Begin
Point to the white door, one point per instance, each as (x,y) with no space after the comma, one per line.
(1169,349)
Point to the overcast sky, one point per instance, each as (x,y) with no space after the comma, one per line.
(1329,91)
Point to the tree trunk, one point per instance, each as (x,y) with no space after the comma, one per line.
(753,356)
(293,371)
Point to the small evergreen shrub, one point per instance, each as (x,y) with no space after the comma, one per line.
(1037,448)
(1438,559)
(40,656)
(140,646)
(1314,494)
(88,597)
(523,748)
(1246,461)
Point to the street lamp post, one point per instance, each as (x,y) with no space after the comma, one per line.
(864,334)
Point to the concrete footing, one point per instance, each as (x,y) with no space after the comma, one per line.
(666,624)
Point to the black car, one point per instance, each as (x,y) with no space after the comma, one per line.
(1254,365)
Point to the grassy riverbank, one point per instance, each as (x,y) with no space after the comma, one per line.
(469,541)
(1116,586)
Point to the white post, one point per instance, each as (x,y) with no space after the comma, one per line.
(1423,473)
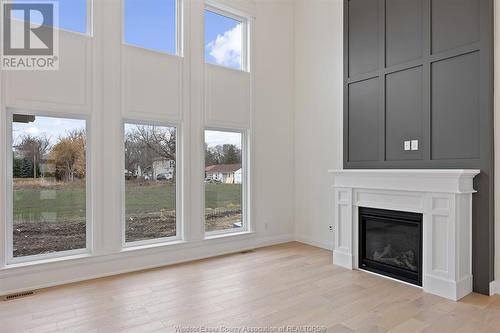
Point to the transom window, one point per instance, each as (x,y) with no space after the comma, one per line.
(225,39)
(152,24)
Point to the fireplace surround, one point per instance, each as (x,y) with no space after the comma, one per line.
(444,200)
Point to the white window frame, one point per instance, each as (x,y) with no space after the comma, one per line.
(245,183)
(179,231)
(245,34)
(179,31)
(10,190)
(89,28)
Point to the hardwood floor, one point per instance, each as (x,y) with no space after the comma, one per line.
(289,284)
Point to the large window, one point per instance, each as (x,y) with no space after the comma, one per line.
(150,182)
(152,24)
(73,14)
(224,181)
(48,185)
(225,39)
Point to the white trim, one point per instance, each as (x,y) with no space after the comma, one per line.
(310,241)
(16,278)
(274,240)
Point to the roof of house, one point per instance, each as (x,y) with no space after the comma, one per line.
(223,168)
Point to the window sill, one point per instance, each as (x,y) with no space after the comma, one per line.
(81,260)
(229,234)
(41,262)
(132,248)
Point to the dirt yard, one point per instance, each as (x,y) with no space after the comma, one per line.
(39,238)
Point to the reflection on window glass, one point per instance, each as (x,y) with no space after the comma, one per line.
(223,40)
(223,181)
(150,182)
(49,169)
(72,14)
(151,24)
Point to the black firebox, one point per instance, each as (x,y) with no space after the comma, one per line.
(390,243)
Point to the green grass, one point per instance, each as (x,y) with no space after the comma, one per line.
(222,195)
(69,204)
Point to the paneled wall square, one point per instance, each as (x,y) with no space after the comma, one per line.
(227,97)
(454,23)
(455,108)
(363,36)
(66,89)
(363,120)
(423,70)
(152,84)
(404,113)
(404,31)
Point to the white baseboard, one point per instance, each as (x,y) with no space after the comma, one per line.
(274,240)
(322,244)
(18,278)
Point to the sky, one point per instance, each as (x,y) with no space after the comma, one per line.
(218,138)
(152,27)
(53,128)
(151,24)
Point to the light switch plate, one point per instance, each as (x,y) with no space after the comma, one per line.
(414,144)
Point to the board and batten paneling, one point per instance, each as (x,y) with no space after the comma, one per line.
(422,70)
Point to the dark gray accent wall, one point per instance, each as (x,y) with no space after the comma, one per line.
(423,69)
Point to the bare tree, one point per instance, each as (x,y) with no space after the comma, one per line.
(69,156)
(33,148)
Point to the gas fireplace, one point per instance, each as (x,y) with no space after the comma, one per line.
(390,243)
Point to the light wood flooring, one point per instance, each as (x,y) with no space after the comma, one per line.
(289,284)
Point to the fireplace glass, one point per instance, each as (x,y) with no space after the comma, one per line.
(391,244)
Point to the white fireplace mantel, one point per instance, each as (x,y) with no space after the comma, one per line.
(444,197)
End
**TASK DESCRIPTION**:
Reproduce all of the data above verbatim, omitting the pictures.

**FINAL RESULT**:
Point to the white door, one point per instance, each as (x,y) with no space after the comma, one per line.
(1169,349)
Point to the overcast sky, one point per instance, each as (x,y) with no space after the comma, one per line.
(1329,91)
Point to the tree trunk, one point per instance, each as (x,y) with no space after the comma, one per line.
(753,356)
(293,371)
Point to the small evergreen shrub, one point per instance, each as (x,y) with no space after the comma, one per line.
(1037,448)
(1438,559)
(40,656)
(140,646)
(1314,494)
(88,597)
(523,748)
(1246,461)
Point to the street lamp post, one point per instance, each as (x,y) with no space after the comma, one per line.
(864,334)
Point to the concrete footing, one point per instance, each as (x,y) with no space after the comma, one per line.
(666,624)
Point to the black car, one point per instance, each as (x,y) with no space after the comma, one per line.
(1254,365)
Point to the grassy riverbank, one point per instance, each as (x,y) with no space after the comma, one per line.
(469,541)
(1116,586)
Point to the white post, one point per instance, each as (x,y) with no space after the comma, one per line.
(1423,473)
Point to the transom window, one point per instance, each as (x,y) with no space after the comma, one per line.
(225,39)
(152,24)
Point to the fireplace surround, one point per instance, each as (x,y) with no space after the comma, one per line.
(444,200)
Point to the white window frame, one point per instance, each as (x,y) with no space after the comma, one per line.
(245,183)
(179,231)
(245,34)
(179,31)
(10,190)
(89,28)
Point to the hardwood floor, one point per instance, each as (x,y) with no space after the comma, one per line.
(289,284)
Point to the large window, one point per instance, each as (x,y) with no space after the comma, one per line.
(150,182)
(152,24)
(73,14)
(224,181)
(48,185)
(225,39)
Point to the white trim, one point per instance, each as (x,y) with no space after the comma, one per line.
(310,241)
(16,278)
(274,240)
Point to the roof of house, one point per instance, each as (x,y) with no space after the comma, one per line.
(223,168)
Point to the window sill, one point per instance, each as (x,y) with no space after the comma, one per line.
(81,260)
(229,234)
(41,262)
(132,248)
Point to the dirt yard, one point per instance, each as (x,y) with no space after the comma, one per line.
(39,238)
Point to the reflection on window glass, one point per instance, each as (x,y) with no space after the comma, one per line.
(223,40)
(223,181)
(150,182)
(49,169)
(72,14)
(151,24)
Point to the black firebox, one point per instance, each as (x,y) with no space after the comma, one per line.
(390,243)
Point to the green grass, one point per instance, each as (x,y) with no space after the comma, one per line.
(222,195)
(69,204)
Point to the paneled wall square, one point per instance, each as (x,y) with no space after the comma, one per line.
(227,97)
(454,23)
(455,108)
(363,36)
(66,89)
(363,120)
(423,70)
(152,84)
(404,113)
(404,31)
Point to the white baseboard, one point per instance, each as (x,y) with no space after the comma, one per line.
(274,240)
(322,244)
(18,278)
Point to the sky, one point per instance, each as (x,y) with no space after the comma, one per line.
(218,138)
(152,27)
(53,128)
(151,24)
Point to the light switch plate, one point per instance, each as (x,y) with no space after the comma, one per line.
(414,144)
Point to the board and batten paneling, one point per instance, each as (x,y) with no space after the comma, one per line.
(422,70)
Point to the dark gray accent wall, one point per instance, each as (x,y) with no space after the comma, one per line.
(423,69)
Point to the bare tree, one point per instance, each as (x,y) with no space after the comma, one per line.
(69,156)
(33,148)
Point to the gas fireplace, one point per instance, each as (x,y) with no space after the comma, one per line.
(390,243)
Point to the light wood flooring, one point per instance, each as (x,y) with no space after the comma, one per line.
(289,284)
Point to the fireplace glass, one point per instance, each as (x,y) with no space after the comma, one per line.
(391,244)
Point to the white fireplace mantel, one point per instance, each as (x,y) with no space after the comma, one per line.
(444,197)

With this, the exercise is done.